**Brief**
Collect every line in the rows below that contains the word "wooden", and copy each one out in full.

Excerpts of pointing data

_ _ _

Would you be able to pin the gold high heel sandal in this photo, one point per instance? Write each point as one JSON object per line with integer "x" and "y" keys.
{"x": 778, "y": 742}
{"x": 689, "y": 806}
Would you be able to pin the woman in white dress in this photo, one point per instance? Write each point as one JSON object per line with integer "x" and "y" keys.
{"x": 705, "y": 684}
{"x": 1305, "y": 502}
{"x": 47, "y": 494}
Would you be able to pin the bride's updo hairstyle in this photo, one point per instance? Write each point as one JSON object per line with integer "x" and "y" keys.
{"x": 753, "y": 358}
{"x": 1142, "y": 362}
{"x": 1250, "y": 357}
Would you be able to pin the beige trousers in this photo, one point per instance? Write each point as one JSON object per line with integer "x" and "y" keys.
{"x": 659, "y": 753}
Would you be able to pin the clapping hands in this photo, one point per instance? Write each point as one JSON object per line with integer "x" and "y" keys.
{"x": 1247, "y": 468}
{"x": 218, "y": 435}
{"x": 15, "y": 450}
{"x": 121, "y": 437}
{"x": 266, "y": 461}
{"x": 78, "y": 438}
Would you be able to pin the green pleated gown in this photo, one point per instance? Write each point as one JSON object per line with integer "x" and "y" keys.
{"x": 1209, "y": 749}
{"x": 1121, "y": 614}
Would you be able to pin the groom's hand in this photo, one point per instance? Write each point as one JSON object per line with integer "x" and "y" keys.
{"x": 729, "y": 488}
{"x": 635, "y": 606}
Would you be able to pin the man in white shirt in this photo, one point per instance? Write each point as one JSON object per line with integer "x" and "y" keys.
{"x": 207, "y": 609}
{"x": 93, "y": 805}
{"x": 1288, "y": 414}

_ _ _

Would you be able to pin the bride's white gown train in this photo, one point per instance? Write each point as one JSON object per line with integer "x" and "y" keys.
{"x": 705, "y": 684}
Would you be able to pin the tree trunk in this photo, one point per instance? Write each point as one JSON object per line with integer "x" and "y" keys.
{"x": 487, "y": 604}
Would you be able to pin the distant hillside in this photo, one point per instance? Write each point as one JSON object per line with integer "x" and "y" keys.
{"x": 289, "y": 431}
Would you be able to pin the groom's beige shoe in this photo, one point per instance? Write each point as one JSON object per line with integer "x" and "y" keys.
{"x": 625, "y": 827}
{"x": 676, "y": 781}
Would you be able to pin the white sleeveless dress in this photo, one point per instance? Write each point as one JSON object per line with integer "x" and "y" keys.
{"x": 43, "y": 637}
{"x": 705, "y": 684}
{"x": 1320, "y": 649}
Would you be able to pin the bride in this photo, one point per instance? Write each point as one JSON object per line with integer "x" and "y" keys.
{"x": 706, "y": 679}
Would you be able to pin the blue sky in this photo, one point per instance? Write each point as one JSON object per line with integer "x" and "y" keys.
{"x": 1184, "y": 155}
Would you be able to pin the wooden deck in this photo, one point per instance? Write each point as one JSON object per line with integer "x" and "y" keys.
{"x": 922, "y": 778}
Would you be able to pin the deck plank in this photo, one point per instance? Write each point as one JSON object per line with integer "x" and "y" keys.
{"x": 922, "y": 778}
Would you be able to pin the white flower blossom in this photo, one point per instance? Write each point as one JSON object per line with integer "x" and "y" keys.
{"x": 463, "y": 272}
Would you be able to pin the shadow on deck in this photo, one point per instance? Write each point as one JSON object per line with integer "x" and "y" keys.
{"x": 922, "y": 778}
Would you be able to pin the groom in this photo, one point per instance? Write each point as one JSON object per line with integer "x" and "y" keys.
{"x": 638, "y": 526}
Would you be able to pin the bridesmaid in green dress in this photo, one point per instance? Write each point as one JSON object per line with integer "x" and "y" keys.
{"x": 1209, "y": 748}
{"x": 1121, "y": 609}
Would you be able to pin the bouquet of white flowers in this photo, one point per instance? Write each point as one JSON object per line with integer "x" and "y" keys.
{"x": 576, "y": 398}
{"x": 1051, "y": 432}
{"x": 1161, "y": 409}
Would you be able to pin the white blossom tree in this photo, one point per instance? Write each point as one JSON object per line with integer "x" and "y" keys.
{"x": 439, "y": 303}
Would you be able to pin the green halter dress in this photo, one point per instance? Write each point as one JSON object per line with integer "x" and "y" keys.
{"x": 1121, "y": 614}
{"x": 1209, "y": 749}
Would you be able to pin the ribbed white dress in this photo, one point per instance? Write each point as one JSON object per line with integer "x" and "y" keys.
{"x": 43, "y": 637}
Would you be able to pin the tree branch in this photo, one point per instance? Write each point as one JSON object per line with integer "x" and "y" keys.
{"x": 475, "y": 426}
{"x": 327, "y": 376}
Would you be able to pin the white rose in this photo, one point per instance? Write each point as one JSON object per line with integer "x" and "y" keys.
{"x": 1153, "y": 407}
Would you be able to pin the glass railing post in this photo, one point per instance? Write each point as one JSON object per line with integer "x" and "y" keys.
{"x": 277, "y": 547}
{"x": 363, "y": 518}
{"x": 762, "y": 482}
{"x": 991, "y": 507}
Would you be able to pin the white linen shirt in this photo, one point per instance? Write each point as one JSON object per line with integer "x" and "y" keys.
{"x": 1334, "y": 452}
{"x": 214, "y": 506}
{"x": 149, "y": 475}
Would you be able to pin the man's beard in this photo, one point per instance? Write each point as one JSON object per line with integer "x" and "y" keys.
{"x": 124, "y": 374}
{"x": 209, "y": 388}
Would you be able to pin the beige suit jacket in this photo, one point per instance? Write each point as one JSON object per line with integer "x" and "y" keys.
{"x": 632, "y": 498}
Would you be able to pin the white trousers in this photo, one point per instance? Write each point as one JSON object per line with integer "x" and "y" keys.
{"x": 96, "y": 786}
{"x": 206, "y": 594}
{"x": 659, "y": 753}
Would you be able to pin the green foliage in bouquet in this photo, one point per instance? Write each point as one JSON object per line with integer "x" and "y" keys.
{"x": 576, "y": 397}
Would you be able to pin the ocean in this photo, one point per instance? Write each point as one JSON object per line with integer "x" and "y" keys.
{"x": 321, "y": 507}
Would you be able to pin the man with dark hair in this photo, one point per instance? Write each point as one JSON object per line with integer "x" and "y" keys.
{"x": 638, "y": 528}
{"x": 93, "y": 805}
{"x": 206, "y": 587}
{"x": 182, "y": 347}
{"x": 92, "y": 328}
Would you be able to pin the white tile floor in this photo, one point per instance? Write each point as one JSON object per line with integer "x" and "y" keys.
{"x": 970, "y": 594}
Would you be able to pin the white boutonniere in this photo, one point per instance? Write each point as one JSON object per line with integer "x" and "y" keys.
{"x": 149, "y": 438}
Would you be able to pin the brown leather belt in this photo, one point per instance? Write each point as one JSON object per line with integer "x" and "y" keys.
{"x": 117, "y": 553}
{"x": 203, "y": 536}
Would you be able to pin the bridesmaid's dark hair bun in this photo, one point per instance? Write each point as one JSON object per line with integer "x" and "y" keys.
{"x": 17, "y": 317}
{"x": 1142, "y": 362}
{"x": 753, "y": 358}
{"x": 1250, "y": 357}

_ _ _

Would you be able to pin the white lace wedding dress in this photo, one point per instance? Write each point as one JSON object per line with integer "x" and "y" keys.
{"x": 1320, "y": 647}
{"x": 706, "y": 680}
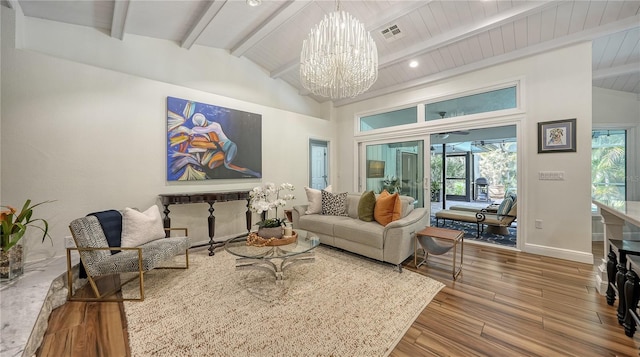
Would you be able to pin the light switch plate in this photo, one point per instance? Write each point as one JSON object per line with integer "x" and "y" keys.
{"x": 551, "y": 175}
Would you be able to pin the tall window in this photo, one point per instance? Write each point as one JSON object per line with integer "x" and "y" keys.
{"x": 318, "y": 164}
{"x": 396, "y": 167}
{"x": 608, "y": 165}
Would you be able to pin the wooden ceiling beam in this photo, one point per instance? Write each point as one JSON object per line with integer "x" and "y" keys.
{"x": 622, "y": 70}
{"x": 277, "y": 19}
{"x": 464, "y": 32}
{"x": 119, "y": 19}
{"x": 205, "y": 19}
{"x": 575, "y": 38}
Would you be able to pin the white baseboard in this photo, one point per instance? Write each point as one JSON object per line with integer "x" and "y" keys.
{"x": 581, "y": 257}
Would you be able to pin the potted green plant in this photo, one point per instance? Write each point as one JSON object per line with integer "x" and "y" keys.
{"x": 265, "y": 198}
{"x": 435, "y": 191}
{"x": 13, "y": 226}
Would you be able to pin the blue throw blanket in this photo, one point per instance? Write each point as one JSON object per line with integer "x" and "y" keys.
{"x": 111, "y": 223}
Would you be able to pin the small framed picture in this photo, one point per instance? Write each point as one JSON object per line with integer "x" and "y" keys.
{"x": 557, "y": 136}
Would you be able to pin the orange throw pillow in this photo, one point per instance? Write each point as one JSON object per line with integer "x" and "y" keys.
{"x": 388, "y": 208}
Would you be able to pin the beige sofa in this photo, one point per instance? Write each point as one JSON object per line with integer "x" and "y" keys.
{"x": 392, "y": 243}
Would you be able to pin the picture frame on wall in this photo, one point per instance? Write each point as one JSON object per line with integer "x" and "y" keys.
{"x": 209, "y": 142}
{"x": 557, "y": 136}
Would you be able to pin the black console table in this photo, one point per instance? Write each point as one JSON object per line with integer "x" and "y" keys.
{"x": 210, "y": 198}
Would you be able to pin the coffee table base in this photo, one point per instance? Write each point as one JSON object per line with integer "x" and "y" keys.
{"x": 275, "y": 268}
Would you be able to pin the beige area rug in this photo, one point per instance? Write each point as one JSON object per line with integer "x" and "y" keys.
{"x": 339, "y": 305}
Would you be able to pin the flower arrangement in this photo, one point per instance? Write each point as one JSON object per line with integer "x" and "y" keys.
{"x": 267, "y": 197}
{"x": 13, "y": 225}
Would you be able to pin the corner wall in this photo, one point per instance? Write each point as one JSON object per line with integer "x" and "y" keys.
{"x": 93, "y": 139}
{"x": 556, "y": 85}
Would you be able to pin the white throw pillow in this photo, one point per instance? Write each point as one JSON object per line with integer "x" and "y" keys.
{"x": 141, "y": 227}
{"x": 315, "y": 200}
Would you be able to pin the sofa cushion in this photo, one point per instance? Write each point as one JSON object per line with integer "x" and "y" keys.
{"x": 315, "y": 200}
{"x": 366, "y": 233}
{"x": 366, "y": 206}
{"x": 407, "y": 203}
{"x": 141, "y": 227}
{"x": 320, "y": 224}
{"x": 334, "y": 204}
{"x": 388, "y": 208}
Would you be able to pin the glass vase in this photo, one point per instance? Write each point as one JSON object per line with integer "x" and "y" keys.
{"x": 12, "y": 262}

_ _ _

**Final result**
Would you be able to pin the wooden deck in this photo, one point per instance? Write each point as one JSON object per line with integer "x" and "y" keys.
Would you be able to pin the wooden ceiling beam in this photo, one point per instance? Write each point as one JSON object per line with integer "x" and "y" keys.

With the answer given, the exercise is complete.